• [Work to complete]
Output all the entries below. Each must match exactly.

• [Data shown]

┌────────

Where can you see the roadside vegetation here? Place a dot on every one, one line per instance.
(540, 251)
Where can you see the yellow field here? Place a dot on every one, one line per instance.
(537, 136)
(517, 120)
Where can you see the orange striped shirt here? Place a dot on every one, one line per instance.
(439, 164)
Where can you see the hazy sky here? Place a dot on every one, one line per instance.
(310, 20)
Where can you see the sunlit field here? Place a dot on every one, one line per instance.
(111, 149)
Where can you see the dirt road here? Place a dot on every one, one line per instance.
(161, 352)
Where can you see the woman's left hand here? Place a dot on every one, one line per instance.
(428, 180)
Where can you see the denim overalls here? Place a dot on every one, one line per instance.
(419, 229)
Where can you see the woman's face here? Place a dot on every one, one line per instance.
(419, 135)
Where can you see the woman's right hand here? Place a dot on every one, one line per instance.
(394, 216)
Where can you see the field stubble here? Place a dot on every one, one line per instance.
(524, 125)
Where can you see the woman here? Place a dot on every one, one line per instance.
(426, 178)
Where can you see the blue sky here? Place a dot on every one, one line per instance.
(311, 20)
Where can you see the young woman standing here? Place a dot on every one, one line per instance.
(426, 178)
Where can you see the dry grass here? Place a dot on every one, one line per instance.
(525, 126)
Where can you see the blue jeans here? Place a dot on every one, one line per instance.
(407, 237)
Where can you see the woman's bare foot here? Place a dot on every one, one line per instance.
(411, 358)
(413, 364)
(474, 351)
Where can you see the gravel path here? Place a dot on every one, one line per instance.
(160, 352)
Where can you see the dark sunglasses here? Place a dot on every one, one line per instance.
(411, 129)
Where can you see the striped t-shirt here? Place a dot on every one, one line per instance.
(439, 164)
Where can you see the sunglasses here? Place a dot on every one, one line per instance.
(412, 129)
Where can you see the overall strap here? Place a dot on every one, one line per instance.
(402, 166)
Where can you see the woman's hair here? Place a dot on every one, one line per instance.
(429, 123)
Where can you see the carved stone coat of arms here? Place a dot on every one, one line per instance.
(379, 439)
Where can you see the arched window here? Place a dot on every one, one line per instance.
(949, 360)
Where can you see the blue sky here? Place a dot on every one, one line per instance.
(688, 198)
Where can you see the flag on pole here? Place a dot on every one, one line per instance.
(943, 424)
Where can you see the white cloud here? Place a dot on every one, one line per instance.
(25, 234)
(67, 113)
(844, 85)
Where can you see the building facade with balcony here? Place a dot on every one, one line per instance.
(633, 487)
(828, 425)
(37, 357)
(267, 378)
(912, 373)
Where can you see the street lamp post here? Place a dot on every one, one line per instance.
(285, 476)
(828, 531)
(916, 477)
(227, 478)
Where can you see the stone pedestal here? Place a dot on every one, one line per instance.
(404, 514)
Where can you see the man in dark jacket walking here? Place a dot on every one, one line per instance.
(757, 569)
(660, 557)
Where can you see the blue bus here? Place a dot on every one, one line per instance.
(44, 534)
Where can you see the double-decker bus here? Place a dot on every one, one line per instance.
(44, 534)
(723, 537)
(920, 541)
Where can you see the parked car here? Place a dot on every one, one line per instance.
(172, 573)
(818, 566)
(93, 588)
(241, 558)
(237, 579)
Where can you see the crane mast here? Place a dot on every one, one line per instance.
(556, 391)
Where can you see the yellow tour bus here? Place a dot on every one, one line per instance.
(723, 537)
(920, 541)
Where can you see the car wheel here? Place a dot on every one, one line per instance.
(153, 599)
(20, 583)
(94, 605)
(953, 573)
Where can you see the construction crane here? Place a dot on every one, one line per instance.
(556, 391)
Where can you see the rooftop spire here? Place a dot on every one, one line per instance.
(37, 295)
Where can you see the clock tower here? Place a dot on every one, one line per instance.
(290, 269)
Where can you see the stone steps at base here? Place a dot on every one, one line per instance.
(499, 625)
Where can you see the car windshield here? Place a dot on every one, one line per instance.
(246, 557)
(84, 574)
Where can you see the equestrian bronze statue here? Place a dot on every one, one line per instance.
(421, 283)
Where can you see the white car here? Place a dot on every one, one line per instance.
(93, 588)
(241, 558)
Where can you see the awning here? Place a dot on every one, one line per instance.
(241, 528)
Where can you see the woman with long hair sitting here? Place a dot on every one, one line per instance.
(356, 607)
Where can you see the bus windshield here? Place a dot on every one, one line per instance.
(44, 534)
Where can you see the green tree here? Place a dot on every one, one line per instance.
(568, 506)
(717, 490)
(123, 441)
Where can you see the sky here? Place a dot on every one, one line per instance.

└────────

• [Response to the task]
Where can you see the roadside vegetation here? Place a dot on every one, one line per instance.
(540, 251)
Where can you see the yellow field here? Place a dot on every one, one line per instance.
(537, 136)
(517, 120)
Where can you see the orange striped shirt here? Place a dot on every one, one line per instance.
(439, 164)
Where can you see the hazy sky here? Place a dot on every one, one line per instance.
(310, 20)
Where can you see the sunlit field here? Place a dot on every one, one line per instance.
(111, 149)
Where can you see the dirt road here? Place a dot on every one, one line per instance.
(161, 352)
Where can you see the woman's left hand here? Place a dot on every one, one line per instance.
(428, 180)
Where can you see the denim overalls here? Place a dot on every one, one line per instance.
(419, 229)
Where can you see the woman's face here? Place a dot on every one, one line per instance.
(419, 135)
Where can you see the woman's right hand here? Place a dot on every one, one line per instance.
(394, 216)
Where can you see the field stubble here? Place a dot on every one, one line per instance.
(524, 125)
Where can you see the woman here? Place a dot on every one, one line per instance.
(426, 178)
Where can you see the blue sky here? Place a dot on every one, one line per instance.
(311, 20)
Where can you see the young woman standing here? Place a dot on every one, one line per instance.
(426, 178)
Where can you see the dry grass here? Place a dot on every one, one line per instance.
(525, 126)
Where can you see the blue jeans here? Place a dot on every one, one line per instance.
(407, 237)
Where can you see the woman's bare foot here? Place a dot on every one, one line per instance.
(411, 358)
(413, 364)
(474, 351)
Where can you see the gravel path here? Place a dot on every one, one line per instance.
(160, 352)
Where can you see the dark sunglasses here? Place a dot on every one, one line per instance.
(411, 129)
Where can you see the striped t-shirt here? Place a dot on every one, one line per instance.
(439, 164)
Where can you see the sunglasses here? Place a dot on every one, one line per instance.
(412, 129)
Where can you see the overall strap here? Place a dot on every one, one line per instance.
(402, 166)
Where can you see the woman's hair here? Place a dot on every one, one line per instance.
(429, 123)
Where can you see the carved stone coat of arms here? Place a dot on every one, one line per instance.
(379, 439)
Where can you see the arched window here? Place a dot on every one, one line per instance.
(949, 360)
Where can you see the blue sky here? Place a dot on every one, one line per instance.
(688, 198)
Where can you see the flag on pole here? Place a dot on every one, one line per instance.
(943, 424)
Where can you see the white cloud here? Place a dot on every one, one line per instance.
(25, 234)
(67, 113)
(844, 85)
Where can you see the building facade with balcony here? Place a dot on every one, one line per instance.
(633, 487)
(828, 425)
(37, 357)
(267, 378)
(912, 373)
Where can you see the street lamp post here? Place a dot on every one, one line per instance.
(285, 476)
(828, 531)
(916, 477)
(227, 478)
Where can you see the stone pedestal here? Place a dot on every one, one line per instance.
(404, 514)
Where can you see the man in dark jacket walking here? Place a dot on every one, one line per instance.
(757, 569)
(660, 557)
Where can you see the blue bus here? Place a dot on every one, one line per instance.
(44, 534)
Where can you see the double-decker bus here? Place a dot on every one, one line per instance.
(44, 534)
(723, 537)
(920, 541)
Where can you see the parked car here? Place a dot on every one, one line per instance.
(172, 573)
(818, 566)
(93, 588)
(241, 558)
(237, 579)
Where can you see the crane mast here? Place a dot on every one, one line per instance.
(556, 391)
Where can you see the yellow tour bus here? Place a dot on every one, one line per instance.
(723, 537)
(920, 541)
Where can you see the car wheel here? Place a dot on every one, one line per instance.
(153, 599)
(20, 583)
(94, 605)
(953, 573)
Where can you see the construction crane here? Place a dot on every one, one line per instance.
(556, 391)
Where can you see the rooftop spire here? Place a dot on every one, one line per instance.
(37, 295)
Where can you see the clock tower here? Place a dot on every one, one line per instance.
(290, 269)
Where can you see the stone steps at base here? Place a dot on every one, one line per instance.
(499, 625)
Where can you see the car windshield here? Place a dot on every one, one line per instance.
(246, 557)
(84, 574)
Where can you see the equestrian bronze statue here? Place a dot on every one, one line per instance.
(421, 283)
Where can you see the white car here? Place a dot on every one, one line per instance.
(93, 588)
(241, 558)
Where can you see the awning here? Place a dot on every one, one line per instance.
(241, 528)
Where can you see the woman with long hair sitting here? Place a dot on every one, one line per instance.
(356, 607)
Where can you see the bus windshield here? Place a dot on every one, one line per instance.
(44, 534)
Where can you see the green tree here? Place a dot on every one, one line per instance.
(568, 506)
(717, 490)
(123, 441)
Where can you see the sky here? Place a dot on every one, one line per instance.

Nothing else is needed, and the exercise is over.